* YOUR OBJECTIVE:
Nothing should be left out when you copy the entries below.
____________
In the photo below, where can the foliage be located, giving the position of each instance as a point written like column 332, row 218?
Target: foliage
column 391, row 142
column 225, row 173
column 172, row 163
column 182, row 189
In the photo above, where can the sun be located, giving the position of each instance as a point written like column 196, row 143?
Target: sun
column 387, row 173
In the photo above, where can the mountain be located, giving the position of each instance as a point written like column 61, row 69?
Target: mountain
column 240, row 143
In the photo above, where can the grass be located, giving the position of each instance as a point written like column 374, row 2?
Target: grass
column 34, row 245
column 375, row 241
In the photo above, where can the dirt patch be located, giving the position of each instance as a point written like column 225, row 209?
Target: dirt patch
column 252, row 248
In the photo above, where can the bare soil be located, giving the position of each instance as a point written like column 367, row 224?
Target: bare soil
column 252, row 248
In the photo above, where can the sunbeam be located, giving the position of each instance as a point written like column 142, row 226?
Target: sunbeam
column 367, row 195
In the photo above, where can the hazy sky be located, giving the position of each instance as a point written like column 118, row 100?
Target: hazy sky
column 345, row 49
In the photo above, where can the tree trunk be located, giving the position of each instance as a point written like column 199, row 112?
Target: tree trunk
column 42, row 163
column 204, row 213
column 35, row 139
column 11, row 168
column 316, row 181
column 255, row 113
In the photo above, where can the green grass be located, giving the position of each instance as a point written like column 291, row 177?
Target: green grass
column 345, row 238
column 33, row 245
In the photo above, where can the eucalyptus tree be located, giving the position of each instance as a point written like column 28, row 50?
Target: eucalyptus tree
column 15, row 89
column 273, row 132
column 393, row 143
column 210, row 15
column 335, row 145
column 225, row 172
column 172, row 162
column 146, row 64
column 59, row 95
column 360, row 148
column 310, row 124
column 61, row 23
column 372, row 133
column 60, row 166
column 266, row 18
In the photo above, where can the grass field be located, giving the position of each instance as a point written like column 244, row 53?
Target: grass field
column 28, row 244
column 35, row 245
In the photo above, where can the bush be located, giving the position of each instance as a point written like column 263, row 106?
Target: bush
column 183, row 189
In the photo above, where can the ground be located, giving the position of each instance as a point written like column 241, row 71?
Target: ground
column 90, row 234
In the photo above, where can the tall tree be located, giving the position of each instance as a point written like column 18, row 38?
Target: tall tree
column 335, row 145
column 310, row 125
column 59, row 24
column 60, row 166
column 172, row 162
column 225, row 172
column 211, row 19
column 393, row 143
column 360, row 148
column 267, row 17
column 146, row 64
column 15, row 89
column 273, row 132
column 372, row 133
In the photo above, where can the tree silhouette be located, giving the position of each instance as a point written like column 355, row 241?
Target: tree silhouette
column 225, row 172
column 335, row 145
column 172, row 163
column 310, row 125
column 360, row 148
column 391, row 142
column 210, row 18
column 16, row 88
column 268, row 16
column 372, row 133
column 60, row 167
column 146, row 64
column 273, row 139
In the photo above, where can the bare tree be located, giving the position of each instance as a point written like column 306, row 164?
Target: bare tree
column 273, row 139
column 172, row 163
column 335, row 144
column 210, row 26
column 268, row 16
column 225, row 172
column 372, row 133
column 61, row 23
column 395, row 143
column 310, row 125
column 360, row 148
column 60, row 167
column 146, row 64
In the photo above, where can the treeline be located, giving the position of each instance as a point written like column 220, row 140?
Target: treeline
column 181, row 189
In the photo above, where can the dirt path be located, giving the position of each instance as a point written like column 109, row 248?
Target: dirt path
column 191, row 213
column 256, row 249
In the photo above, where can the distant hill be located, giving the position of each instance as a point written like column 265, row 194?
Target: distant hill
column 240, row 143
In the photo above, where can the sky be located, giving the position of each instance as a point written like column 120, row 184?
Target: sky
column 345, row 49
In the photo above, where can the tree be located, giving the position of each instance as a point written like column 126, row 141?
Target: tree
____________
* RESULT OF THIS TASK:
In the photo below, where can the foliage be located, giving the position of each instance as a point written like column 332, row 218?
Target: foliage
column 391, row 142
column 225, row 173
column 172, row 163
column 182, row 189
In the photo above, where can the sun be located, giving the position of each instance as a point written like column 196, row 143?
Target: sun
column 387, row 173
In the photo above, where can the mountain be located, giving the position of each instance as a point written like column 61, row 69?
Target: mountain
column 240, row 143
In the photo above, where can the grass be located, giving the position of each instance as a point written like column 374, row 2?
Target: grass
column 34, row 245
column 375, row 241
In the photo above, where can the dirt patch be located, giving the position of each instance as a point written like column 225, row 209?
Target: dirt patch
column 252, row 248
In the photo above, where can the bare soil be located, giving the position of each instance as a point written like column 367, row 224?
Target: bare soil
column 252, row 248
In the photo above, where can the sunbeam be located, giving the position of each instance as a point written like column 142, row 226?
Target: sunbeam
column 367, row 195
In the photo above, where can the hazy sky be located, giving the position of each instance as a point written like column 118, row 100?
Target: hazy sky
column 345, row 49
In the photo above, where can the tree trunk be located, giving the position of each instance as a point written like column 199, row 112?
Target: tree trunk
column 42, row 163
column 204, row 213
column 35, row 139
column 11, row 168
column 316, row 181
column 255, row 113
In the photo above, where can the green grass be located, giving the position of each instance as a point written like column 291, row 177?
Target: green grass
column 345, row 238
column 33, row 245
In the photo above, where can the eucalyptus tree be located, giving the position of each instance as a point written like column 28, row 50?
Target: eucalyptus tree
column 15, row 89
column 273, row 132
column 393, row 143
column 210, row 15
column 335, row 145
column 225, row 172
column 172, row 162
column 146, row 64
column 59, row 95
column 360, row 148
column 310, row 124
column 61, row 23
column 372, row 133
column 60, row 166
column 266, row 18
In the photo above, where can the grass field be located, giving the position of each instance as a point written like column 244, row 53?
Target: grass field
column 28, row 244
column 35, row 245
In the photo above, where can the bush be located, giving the position of each instance as a point written like column 263, row 106?
Target: bush
column 183, row 189
In the photo above, where can the ground be located, giving the position of each instance as a point written like column 241, row 71?
Target: ground
column 90, row 234
In the photo above, where can the tall tree be located, giving the position of each instance as a point written like column 18, row 38?
Target: tall tree
column 335, row 145
column 310, row 125
column 59, row 24
column 60, row 166
column 172, row 162
column 225, row 172
column 211, row 19
column 393, row 143
column 360, row 148
column 267, row 17
column 146, row 64
column 15, row 89
column 273, row 132
column 372, row 133
In the photo above, where can the tree silhouette be located, giving the position of each instance as a point written like column 355, row 241?
Target: tree silhouette
column 225, row 172
column 335, row 145
column 172, row 163
column 310, row 125
column 360, row 148
column 391, row 142
column 210, row 18
column 16, row 88
column 268, row 16
column 372, row 133
column 60, row 167
column 146, row 64
column 273, row 139
In the photo above, where can the bare tree be located, giving the position of each instance as a point written like column 306, row 164?
Target: bare tree
column 273, row 139
column 172, row 163
column 335, row 144
column 210, row 26
column 268, row 16
column 225, row 172
column 372, row 133
column 61, row 23
column 395, row 143
column 310, row 125
column 360, row 148
column 60, row 167
column 146, row 64
In the photo above, where can the treeline be located, giving the position of each instance as a point written like column 220, row 140?
Target: treeline
column 181, row 189
In the photo above, where can the dirt path be located, giving the position of each instance as a point written like column 109, row 248?
Target: dirt path
column 191, row 213
column 256, row 249
In the photo above, where can the distant hill be located, giving the position of each instance as a point written like column 265, row 194?
Target: distant hill
column 240, row 143
In the photo above, where can the sky be located, giving the position of each instance as a point written like column 120, row 184?
Target: sky
column 345, row 49
In the photo above, where can the tree be located, giving the position of each instance as a point written like column 126, row 141?
Target: tree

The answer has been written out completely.